> [WHAT IS REQUIRED]: Show each line of the records below that contains the word "rear", copied without changes.

> [GIVEN DATA]:
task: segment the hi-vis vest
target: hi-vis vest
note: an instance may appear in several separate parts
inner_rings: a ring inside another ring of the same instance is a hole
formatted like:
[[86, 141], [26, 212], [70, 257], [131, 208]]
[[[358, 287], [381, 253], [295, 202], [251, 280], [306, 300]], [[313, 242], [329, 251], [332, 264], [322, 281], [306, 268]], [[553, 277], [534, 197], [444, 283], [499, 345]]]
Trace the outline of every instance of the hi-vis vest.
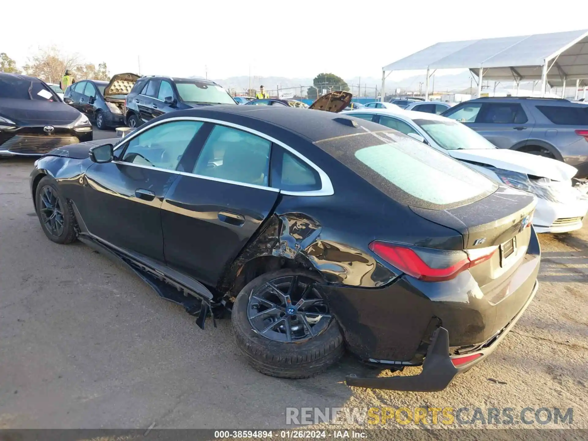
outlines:
[[61, 78], [61, 88], [65, 92], [69, 86], [72, 85], [72, 77], [69, 75], [64, 75]]

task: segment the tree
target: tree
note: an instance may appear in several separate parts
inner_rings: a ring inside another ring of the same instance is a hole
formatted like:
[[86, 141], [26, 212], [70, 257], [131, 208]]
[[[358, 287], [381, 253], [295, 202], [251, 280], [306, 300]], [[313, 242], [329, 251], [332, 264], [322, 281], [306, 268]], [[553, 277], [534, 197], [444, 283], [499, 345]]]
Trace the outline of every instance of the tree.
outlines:
[[0, 52], [0, 72], [6, 74], [20, 74], [16, 69], [16, 62], [8, 56], [5, 52]]
[[318, 89], [320, 95], [323, 95], [322, 92], [323, 90], [328, 90], [329, 92], [349, 90], [347, 83], [335, 74], [319, 74], [312, 80], [312, 83]]
[[58, 83], [65, 69], [73, 71], [80, 65], [77, 54], [62, 54], [56, 46], [39, 48], [39, 52], [29, 59], [24, 66], [25, 72], [48, 83]]

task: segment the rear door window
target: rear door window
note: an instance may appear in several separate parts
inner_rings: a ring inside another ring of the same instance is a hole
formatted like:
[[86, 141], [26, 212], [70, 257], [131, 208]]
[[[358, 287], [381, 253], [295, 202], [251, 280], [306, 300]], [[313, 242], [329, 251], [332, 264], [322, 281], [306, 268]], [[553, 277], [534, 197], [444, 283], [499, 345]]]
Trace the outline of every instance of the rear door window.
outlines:
[[447, 155], [392, 131], [315, 143], [401, 203], [447, 209], [481, 199], [497, 186]]
[[522, 124], [529, 121], [517, 103], [485, 103], [476, 122], [490, 124]]
[[537, 106], [537, 108], [554, 124], [588, 125], [588, 106]]
[[443, 116], [460, 122], [475, 122], [480, 108], [482, 103], [467, 103], [450, 109]]

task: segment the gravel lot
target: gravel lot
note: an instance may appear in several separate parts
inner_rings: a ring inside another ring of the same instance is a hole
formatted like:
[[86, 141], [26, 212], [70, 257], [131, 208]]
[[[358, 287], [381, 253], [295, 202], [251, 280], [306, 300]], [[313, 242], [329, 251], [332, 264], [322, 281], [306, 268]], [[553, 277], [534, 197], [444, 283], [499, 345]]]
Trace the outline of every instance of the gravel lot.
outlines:
[[279, 428], [287, 406], [423, 405], [572, 407], [588, 427], [588, 226], [540, 237], [535, 300], [485, 362], [440, 392], [366, 390], [342, 382], [375, 373], [350, 357], [309, 380], [258, 373], [228, 320], [201, 330], [122, 266], [47, 240], [32, 163], [0, 159], [0, 428]]

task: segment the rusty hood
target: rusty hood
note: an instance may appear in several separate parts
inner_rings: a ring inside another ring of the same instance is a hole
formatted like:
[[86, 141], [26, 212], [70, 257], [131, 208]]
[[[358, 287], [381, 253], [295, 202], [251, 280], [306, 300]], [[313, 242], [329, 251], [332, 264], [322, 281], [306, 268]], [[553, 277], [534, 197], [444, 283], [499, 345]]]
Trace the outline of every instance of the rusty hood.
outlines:
[[104, 98], [115, 95], [127, 95], [140, 77], [136, 74], [116, 74], [112, 75], [108, 85], [104, 89]]
[[335, 91], [323, 95], [308, 108], [314, 110], [323, 110], [338, 113], [347, 107], [351, 102], [353, 95], [349, 92]]

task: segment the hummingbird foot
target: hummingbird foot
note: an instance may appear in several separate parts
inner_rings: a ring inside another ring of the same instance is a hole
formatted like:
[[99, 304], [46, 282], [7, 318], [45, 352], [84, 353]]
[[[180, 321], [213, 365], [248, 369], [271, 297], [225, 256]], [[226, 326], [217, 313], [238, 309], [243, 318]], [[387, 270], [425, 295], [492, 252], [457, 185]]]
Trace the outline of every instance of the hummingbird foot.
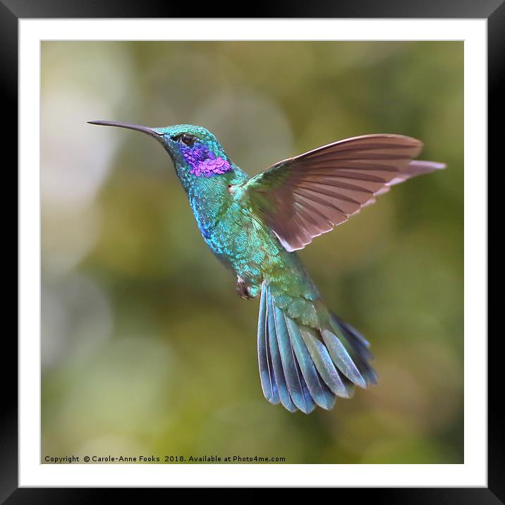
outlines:
[[257, 296], [257, 290], [241, 277], [237, 277], [237, 294], [244, 300], [253, 300]]

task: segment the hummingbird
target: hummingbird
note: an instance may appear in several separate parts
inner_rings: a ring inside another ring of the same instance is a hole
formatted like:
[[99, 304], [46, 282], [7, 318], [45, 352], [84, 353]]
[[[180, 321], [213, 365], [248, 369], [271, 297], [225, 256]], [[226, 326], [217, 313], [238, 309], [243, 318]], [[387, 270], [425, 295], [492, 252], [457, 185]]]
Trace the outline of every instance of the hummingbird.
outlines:
[[257, 356], [268, 401], [308, 414], [377, 384], [369, 342], [327, 307], [296, 251], [391, 186], [445, 168], [413, 159], [420, 140], [346, 138], [250, 177], [202, 126], [89, 123], [142, 132], [168, 152], [204, 241], [236, 276], [238, 295], [260, 297]]

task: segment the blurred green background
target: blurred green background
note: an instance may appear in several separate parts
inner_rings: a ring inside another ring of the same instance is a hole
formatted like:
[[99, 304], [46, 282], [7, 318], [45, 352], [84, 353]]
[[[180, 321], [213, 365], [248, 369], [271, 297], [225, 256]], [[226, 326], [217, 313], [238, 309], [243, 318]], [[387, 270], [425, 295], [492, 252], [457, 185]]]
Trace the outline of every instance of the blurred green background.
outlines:
[[[42, 56], [42, 458], [463, 463], [463, 42], [44, 42]], [[258, 300], [207, 249], [169, 157], [91, 119], [202, 125], [250, 174], [378, 133], [447, 163], [300, 253], [371, 341], [379, 384], [331, 412], [270, 405]]]

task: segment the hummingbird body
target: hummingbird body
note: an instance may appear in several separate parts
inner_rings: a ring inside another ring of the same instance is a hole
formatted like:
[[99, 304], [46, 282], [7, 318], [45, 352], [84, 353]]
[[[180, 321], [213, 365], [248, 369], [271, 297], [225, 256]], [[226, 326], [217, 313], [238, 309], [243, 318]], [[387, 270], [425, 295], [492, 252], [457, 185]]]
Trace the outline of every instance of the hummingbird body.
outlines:
[[377, 382], [368, 342], [331, 312], [296, 251], [375, 201], [389, 187], [444, 167], [412, 161], [409, 137], [356, 137], [279, 162], [250, 178], [210, 132], [176, 125], [145, 133], [170, 155], [198, 228], [237, 277], [245, 298], [261, 294], [257, 350], [263, 393], [291, 412], [333, 407], [355, 385]]

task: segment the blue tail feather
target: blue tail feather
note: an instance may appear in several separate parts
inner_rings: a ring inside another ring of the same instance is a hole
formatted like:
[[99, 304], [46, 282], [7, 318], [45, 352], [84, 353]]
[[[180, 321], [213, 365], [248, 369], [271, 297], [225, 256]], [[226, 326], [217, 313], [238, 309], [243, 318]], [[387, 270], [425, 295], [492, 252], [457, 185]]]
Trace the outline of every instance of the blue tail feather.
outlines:
[[260, 315], [257, 322], [257, 357], [260, 364], [260, 377], [264, 397], [272, 403], [281, 401], [277, 390], [277, 383], [274, 377], [272, 357], [268, 342], [268, 322], [267, 318], [267, 293], [261, 292]]
[[296, 410], [296, 406], [293, 403], [291, 397], [289, 394], [288, 387], [286, 384], [286, 378], [284, 372], [282, 370], [282, 363], [281, 361], [281, 353], [279, 349], [279, 342], [277, 341], [277, 335], [275, 329], [275, 315], [272, 310], [272, 296], [269, 291], [267, 291], [267, 318], [268, 320], [268, 341], [270, 348], [270, 355], [272, 356], [272, 368], [274, 370], [274, 377], [277, 384], [279, 390], [279, 396], [281, 403], [291, 412]]
[[258, 360], [262, 388], [272, 403], [291, 412], [329, 410], [336, 397], [350, 398], [354, 384], [377, 382], [368, 363], [368, 342], [331, 315], [331, 326], [311, 328], [288, 317], [264, 284], [258, 320]]

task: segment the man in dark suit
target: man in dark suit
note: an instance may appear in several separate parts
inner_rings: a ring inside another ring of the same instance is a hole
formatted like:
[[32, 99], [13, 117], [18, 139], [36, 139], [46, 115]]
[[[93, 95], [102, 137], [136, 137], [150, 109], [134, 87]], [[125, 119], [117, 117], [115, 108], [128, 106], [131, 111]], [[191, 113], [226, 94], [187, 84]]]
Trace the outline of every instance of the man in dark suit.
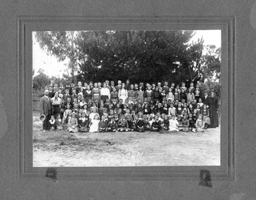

> [ANSWER TO THE TASK]:
task: segment the rear door window
target: rear door window
Trace the outline of every instance of the rear door window.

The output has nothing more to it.